_Set task_
Replace every "in this photo" in the lines below with "in this image", keeping everything else the same, and leave the pictures out of your answer.

___ Source data

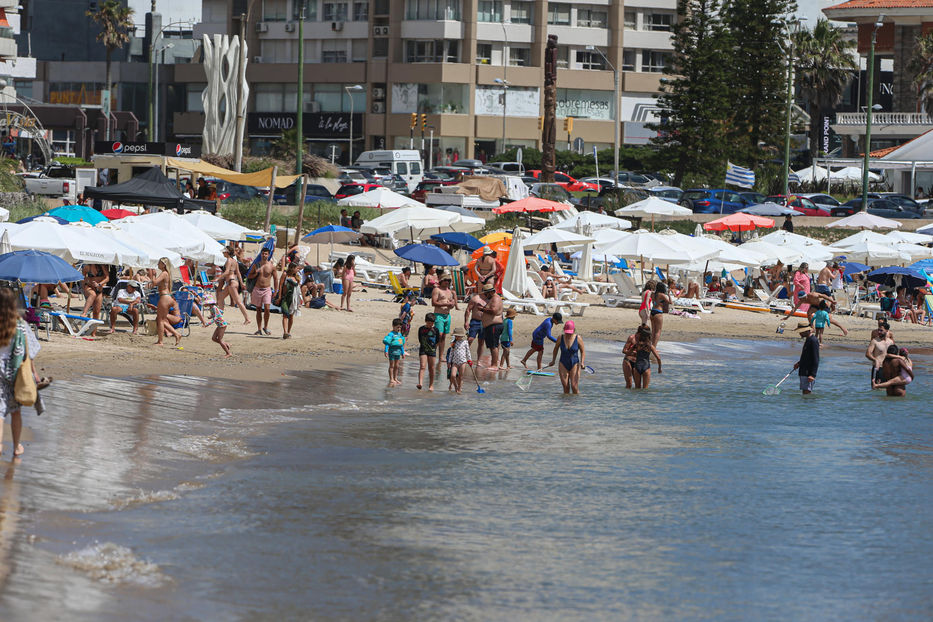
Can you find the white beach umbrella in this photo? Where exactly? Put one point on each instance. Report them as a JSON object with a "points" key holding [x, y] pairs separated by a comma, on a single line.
{"points": [[381, 198], [560, 237], [515, 277], [864, 220], [218, 228], [593, 221], [653, 206]]}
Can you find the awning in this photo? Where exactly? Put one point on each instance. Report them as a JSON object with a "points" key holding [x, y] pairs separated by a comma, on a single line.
{"points": [[261, 179]]}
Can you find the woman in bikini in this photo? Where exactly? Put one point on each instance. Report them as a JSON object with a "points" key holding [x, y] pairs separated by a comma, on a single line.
{"points": [[228, 284], [164, 284], [349, 274], [660, 304]]}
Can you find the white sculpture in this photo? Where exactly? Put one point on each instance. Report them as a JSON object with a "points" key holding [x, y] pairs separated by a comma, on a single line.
{"points": [[226, 93]]}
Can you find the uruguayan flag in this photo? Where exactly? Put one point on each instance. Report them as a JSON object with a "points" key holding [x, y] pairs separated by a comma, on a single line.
{"points": [[739, 176]]}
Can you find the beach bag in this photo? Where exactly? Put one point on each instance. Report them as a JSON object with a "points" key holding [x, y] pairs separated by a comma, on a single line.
{"points": [[24, 387]]}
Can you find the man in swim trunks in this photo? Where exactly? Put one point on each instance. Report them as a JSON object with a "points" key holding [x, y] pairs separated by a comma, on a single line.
{"points": [[493, 322], [444, 299], [877, 349], [473, 320], [264, 271]]}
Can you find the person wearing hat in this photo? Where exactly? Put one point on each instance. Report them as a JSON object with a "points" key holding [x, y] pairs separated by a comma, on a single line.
{"points": [[492, 324], [443, 299], [506, 339], [809, 362]]}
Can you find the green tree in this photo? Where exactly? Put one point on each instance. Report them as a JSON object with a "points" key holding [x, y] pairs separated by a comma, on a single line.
{"points": [[116, 24], [921, 64], [695, 100], [824, 66], [758, 86]]}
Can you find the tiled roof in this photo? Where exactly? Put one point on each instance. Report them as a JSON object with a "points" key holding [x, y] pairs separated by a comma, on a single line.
{"points": [[881, 4]]}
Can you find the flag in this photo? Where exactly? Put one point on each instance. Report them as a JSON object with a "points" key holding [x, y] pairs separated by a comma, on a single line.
{"points": [[739, 176]]}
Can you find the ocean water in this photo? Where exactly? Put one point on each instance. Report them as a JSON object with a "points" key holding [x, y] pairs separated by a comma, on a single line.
{"points": [[326, 496]]}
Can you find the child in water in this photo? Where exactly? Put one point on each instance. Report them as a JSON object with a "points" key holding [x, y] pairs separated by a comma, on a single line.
{"points": [[394, 350]]}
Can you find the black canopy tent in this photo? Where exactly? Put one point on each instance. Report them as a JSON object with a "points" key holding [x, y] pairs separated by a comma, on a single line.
{"points": [[151, 187]]}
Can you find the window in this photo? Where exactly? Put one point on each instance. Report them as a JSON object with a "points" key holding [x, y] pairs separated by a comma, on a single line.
{"points": [[439, 51], [273, 11], [655, 61], [335, 12], [483, 53], [310, 7], [558, 14], [590, 60], [522, 12], [520, 56], [489, 11], [592, 18], [432, 9], [659, 21], [333, 51]]}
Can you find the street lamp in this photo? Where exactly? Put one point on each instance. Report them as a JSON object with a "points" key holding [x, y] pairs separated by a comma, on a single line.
{"points": [[790, 102], [505, 94], [355, 87], [869, 109], [155, 118], [616, 117]]}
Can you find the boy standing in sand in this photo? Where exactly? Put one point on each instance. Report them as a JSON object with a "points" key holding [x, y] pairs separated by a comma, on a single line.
{"points": [[427, 350], [538, 336], [394, 350]]}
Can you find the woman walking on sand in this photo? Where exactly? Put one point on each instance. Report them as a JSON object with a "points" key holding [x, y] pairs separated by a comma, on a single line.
{"points": [[164, 283], [349, 274]]}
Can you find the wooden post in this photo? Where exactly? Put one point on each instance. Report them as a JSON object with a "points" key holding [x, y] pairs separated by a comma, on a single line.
{"points": [[301, 208], [265, 227]]}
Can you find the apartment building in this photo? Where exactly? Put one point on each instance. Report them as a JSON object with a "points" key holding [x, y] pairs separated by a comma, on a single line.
{"points": [[474, 68]]}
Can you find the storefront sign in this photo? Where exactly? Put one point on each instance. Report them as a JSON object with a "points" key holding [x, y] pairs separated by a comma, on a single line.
{"points": [[314, 124], [176, 150]]}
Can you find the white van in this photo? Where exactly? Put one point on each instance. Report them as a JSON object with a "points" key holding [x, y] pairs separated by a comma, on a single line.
{"points": [[404, 162]]}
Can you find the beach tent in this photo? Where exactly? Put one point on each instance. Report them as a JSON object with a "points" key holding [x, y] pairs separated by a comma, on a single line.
{"points": [[381, 198], [864, 220], [218, 228]]}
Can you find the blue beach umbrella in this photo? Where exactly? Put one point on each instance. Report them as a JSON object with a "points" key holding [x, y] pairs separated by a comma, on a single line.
{"points": [[896, 275], [36, 267], [77, 213], [460, 240], [426, 253], [60, 221]]}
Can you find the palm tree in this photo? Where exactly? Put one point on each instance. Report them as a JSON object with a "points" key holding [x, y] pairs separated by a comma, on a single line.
{"points": [[825, 66], [922, 65], [116, 24]]}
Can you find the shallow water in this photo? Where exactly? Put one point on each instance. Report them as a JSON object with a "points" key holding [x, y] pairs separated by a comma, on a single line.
{"points": [[326, 496]]}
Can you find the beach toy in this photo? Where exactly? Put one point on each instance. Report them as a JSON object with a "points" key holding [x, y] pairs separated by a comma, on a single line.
{"points": [[776, 388]]}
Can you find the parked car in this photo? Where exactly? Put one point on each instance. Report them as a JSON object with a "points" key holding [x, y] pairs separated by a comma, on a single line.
{"points": [[668, 193], [567, 182], [348, 190], [718, 201], [822, 199], [801, 204]]}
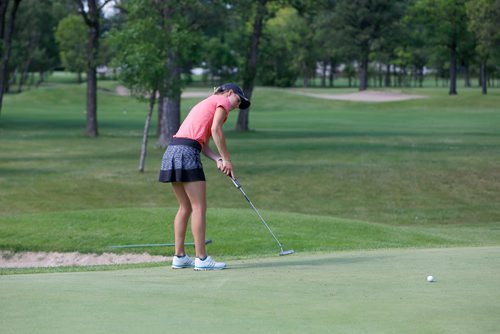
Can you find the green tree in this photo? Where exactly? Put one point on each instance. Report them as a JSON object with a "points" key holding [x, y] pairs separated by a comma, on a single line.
{"points": [[360, 25], [445, 23], [483, 17], [8, 11], [139, 56], [279, 61], [72, 48], [249, 65], [91, 11]]}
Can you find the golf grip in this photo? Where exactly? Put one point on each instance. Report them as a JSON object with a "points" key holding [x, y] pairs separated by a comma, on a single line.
{"points": [[238, 185]]}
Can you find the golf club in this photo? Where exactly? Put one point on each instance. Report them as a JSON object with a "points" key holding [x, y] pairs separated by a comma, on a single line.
{"points": [[159, 245], [238, 185]]}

______

_In response_
Can you find the white beach umbrella in this image? Where exactly? Put one point on each instance. Report them as a JSON object with a "points" key holding [x, y] pairs separated by a comma, on a single line.
{"points": [[381, 198], [560, 237], [515, 277], [864, 220], [218, 228], [593, 221], [653, 206]]}
Can you find the awning in this image? Where exactly? Put one point on each instance. Report them as a JSON object with a "points" key holding [x, y] pairs separated by a comma, on a single line.
{"points": [[261, 179]]}
Can you find the woman in bikini in this image? Where exactly? Put one point on each instance. Report them as a JSON object with a "points" key holding [x, y] pairs separated by a comma, on a single line.
{"points": [[228, 284], [164, 284], [349, 274], [660, 304]]}
Can you find the white sculpture in this image? Where exactly? Put one point on each instance. Report them as a JSON object with a "points" key holding [x, y] pairs separated by a comma, on a single line.
{"points": [[226, 93]]}
Can you find the uruguayan flag in this image? Where exactly? Put one point on each instance. Report them as a JSON object with a "points" key holding [x, y] pairs separated by a comma, on a single line.
{"points": [[739, 176]]}
Can you find the beach bag in this image? Where exactly? Put one point on each instance. Report them as a JSON object with a "points" key holding [x, y] pairs separated by a comma, on a single line.
{"points": [[24, 387]]}
Can you find the man in swim trunks in this image? Where exactly? Put one point on each instance. Report them as a JSON object with a "points" key holding [x, y] pairs separated by a comma, on a single line.
{"points": [[493, 322], [444, 299], [877, 349], [473, 320], [264, 271]]}
Can you find the person wearing hat in this image? Where exactly? Put one point on each instance. Report them as a JSON object with a "points" key holding [x, y] pairs separated by a comma, on a single line.
{"points": [[492, 324], [443, 299], [506, 339], [809, 362]]}
Can you find the green tree in this image? Where exactly? Put one point on each instance. Report them as a JSON object with a "points" key holding [x, y] pairs separated by a comma, on a single line.
{"points": [[116, 24], [921, 64], [695, 100], [824, 66], [758, 86]]}
Can you find the tiled roof in this image? Where exactly? Put one point on each instance. Report them as a JSON object with a "points" key holding [x, y] pairs separated by a comma, on a single line.
{"points": [[881, 4]]}
Can you find the flag in this image? Where exactly? Put one point on each instance. Report them as a JSON object with a "points" key holding [x, y] pairs separated by a comma, on a single line.
{"points": [[739, 176]]}
Can you find the ocean water in this image? Where exactly? Put one point on each instance. Report them as a JSON object with a "points" key holding [x, y] pairs separated by a comma, on a single line.
{"points": [[326, 496]]}
Can you find the child in water in this image? Where exactly? Put one point on each instance. Report them as a JSON object with a "points" key holding [x, y] pairs separated by a comma, on a single line.
{"points": [[394, 350]]}
Can you find the black canopy tent in this image? Where exactly? Put one point on each instance. Report them as a JSON object with a "points" key holding [x, y] pairs separated by a comma, on a single line.
{"points": [[151, 187]]}
Can you find the window in this image? Where exactly? Put one point on each instance. Report them as a JSON object with a "points" key holding [x, y] pairs separated by a comma, on a single line.
{"points": [[439, 51], [273, 11], [655, 61], [335, 12], [483, 53], [310, 7], [558, 14], [590, 60], [522, 12], [520, 56], [489, 11], [592, 18], [432, 9], [659, 21], [333, 51]]}
Can you find the street lamp in this image? Where exactly? Put one point on each instance. Report them as a JSON object with a "points" key holding [x, y] pairs separated by a comma, on a single line.
{"points": [[790, 102], [505, 94], [355, 87], [869, 109], [155, 118], [616, 117]]}
Can you find the boy standing in sand in this image? Where exactly? Put one point on each instance. Report them as a JSON object with a "points" key holding [x, y] pairs separated by a comma, on a single line.
{"points": [[427, 350], [538, 336], [394, 350]]}
Can you find the woman walking on sand in this image? Where exactly? Put one point on each instance. Report them as a JSON object with a "points" key holding [x, y] pairs separated by a comma, on a single line.
{"points": [[164, 283], [349, 274]]}
Can you find the wooden post in this image? Where exactly? Put one point on each instance. Report them as a JSON object with a "points" key holding [x, y] pairs separated by a comma, on a single line.
{"points": [[301, 208], [265, 227]]}
Can you find the apartment building in this image? Where exactly? Put one point on each instance. Report them as a JSON object with a "points" key holding [x, y] pairs separated by a comma, on a single line.
{"points": [[474, 68]]}
Can you find the storefront sign in this image? Where exactly? Put one point on each instance. Report them as a JSON object with a "points" key holding [x, y] pairs separated by a comma, on a single line.
{"points": [[314, 124], [176, 150]]}
Can you find the white van in this image? Where exactly? Put one point on each instance. Report them as a JSON object with a "points" key holding [x, y] pairs separated by a comma, on a single line.
{"points": [[404, 162]]}
Can you find the beach tent in this image? Where exactly? Put one point on each instance. Report them as a JSON object with a "points" key holding [x, y] pairs separated by a comma, on a single line.
{"points": [[381, 198], [864, 220], [218, 228]]}
Can you find the blue beach umbrella in this image? Where exactly? Put one point on each instance. Report them as a JSON object with a "points" key holding [x, y] pairs separated by a comma, on a single line.
{"points": [[896, 275], [36, 267], [77, 213], [460, 240], [426, 253], [60, 221]]}
Can you find the palm tree in this image? Where exactly? Put one point on each instance. Report them as a JSON object with a "points" key holding [x, y] pairs separated by a comma, on a single line.
{"points": [[825, 66], [922, 65], [116, 24]]}
Can you find the shallow water in this image? Where exactly? Put one point on each instance. Report them as a JSON object with a "points" key holding [x, y] pairs separated by a comma, on a single line.
{"points": [[326, 496]]}
Can you find the beach toy in this image? Where exactly? Put one point on each instance. Report them as a JSON object with a "points" key holding [x, y] pairs separated by a comma, on a single line.
{"points": [[776, 388]]}
Can you find the parked car in this image? Where exactly? Put one point on each instance. Report them as a JSON object with a "points" key holding [x, y] pairs separated by a comma, on a single line.
{"points": [[668, 193], [567, 182], [348, 190], [718, 201], [822, 199], [801, 204]]}
Can you find the green tree in this image? Where exactly? Put one point on each instance. Report them as a JSON object with a "points" key holding [x, y] pairs separated by a comma, on a single line.
{"points": [[360, 25], [445, 23], [483, 17], [8, 11], [139, 56], [279, 61], [72, 48], [249, 65], [91, 11]]}
Can you find the golf grip in this image? Where exactly? Put one point on each instance. Report them as a JSON object with a "points" key holding [x, y] pairs separated by a comma, on a single line.
{"points": [[238, 185]]}
Can you find the golf club in this image? Where exactly? Put one point on each instance. Report them as a JSON object with a "points" key holding [x, y] pairs separated by a comma, on a single line.
{"points": [[159, 245], [238, 185]]}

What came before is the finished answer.